● Stored records
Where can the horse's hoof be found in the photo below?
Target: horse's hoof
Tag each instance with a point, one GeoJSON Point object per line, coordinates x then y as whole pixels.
--
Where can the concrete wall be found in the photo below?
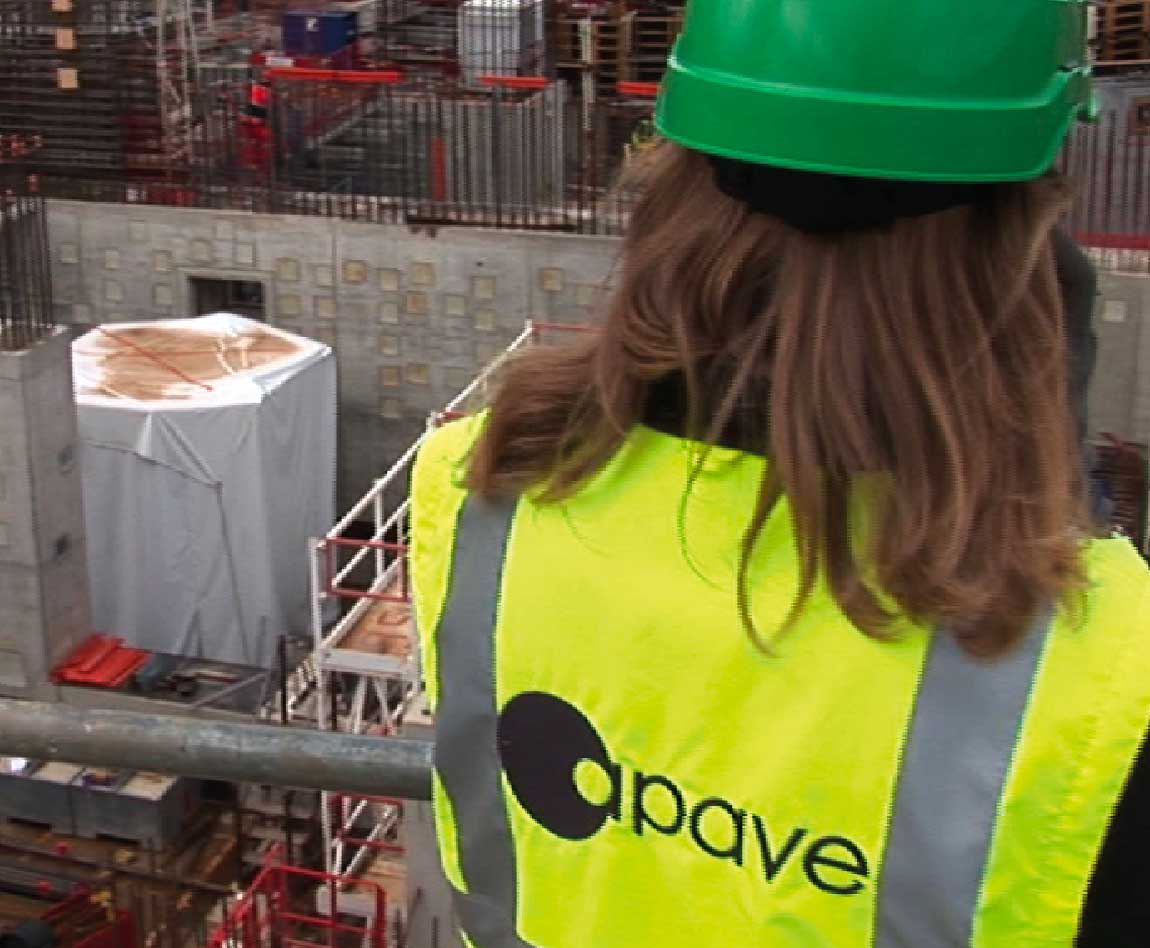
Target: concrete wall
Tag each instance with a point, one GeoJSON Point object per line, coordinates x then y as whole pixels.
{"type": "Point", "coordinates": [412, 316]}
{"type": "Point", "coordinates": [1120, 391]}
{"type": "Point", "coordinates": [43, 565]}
==
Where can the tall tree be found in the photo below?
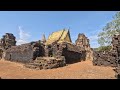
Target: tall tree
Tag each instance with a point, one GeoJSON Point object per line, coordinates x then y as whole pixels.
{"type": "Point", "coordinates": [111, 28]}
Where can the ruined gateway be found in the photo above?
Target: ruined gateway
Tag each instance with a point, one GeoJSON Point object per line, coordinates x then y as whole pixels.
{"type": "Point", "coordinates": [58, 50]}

● Task to carry out
How many lines in the rows above contain the string "concrete"? Reply with the number only.

● Expected answer
2